Soderbergh, a best director Oscar winner for
"Traffic," will produce the April 25 televised ceremony along
with Hollywood veterans Stacey Sher and Jesse Collins, the
Academy of Motion Picture Arts and Sciences said in a statement.
The annual ceremony, the highest honors in the movie industry,
was pushed back two months because of the shutdown in movie
production worldwide caused by the coronavirus pandemic. It is
only the fourth time in the 93-year history of the Academy
Awards that the scheduled date has been changed.
“The upcoming Oscars is the perfect occasion for innovation and
for re-envisioning the possibilities for the awards show,"
Academy President David Rubin and Chief Executive Dawn Hudson
said in Tuesday's statement.
Television and movie awards shows since the pandemic resulted in
massive business and activity restrictions have been a mixture
of virtual, pre-recorded and live events, mostly without red
carpets and audiences.

### Exercise A
Decide whether each statement agrees with the Oscars report, answering yes or no and quoting the deciding words: (i) The ceremony was delayed two months because the pandemic shut down movie production. (ii) This is the first time in Academy Awards history that the scheduled date has changed. (iii) Soderbergh will produce the ceremony by himself.
### Exercise B
Rewrite the Oscars report starting at "The annual ceremony, the" and ending at "carpets and audiences.", changing each "pandemic" to "health crisis".

### Extracted data
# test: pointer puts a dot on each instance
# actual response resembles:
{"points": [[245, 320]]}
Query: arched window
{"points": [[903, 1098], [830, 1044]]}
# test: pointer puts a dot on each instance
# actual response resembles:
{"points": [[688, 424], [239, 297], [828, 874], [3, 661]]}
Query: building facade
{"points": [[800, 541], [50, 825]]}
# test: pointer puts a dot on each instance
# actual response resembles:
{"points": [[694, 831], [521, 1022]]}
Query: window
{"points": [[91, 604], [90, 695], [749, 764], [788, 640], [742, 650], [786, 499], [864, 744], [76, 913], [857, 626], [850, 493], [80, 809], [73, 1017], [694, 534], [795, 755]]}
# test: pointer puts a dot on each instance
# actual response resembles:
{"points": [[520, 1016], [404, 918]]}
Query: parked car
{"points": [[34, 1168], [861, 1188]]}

### Worked solution A
(i) Yes: "was pushed back two months because of the shutdown in movie production worldwide caused by the coronavirus pandemic"
(ii) No: "It is only the fourth time in the 93-year history of the Academy Awards that the scheduled date has been changed."
(iii) No: "will produce the April 25 televised ceremony along with Hollywood veterans Stacey Sher and Jesse Collins"

### Worked solution B
The annual ceremony, the highest honors in the movie industry,
was pushed back two months because of the shutdown in movie
production worldwide caused by the coronavirus health crisis. It is
only the fourth time in the 93-year history of the Academy
Awards that the scheduled date has been changed.
“The upcoming Oscars is the perfect occasion for innovation and
for re-envisioning the possibilities for the awards show,"
Academy President David Rubin and Chief Executive Dawn Hudson
said in Tuesday's statement.
Television and movie awards shows since the health crisis resulted in
massive business and activity restrictions have been a mixture
of virtual, pre-recorded and live events, mostly without red
carpets and audiences.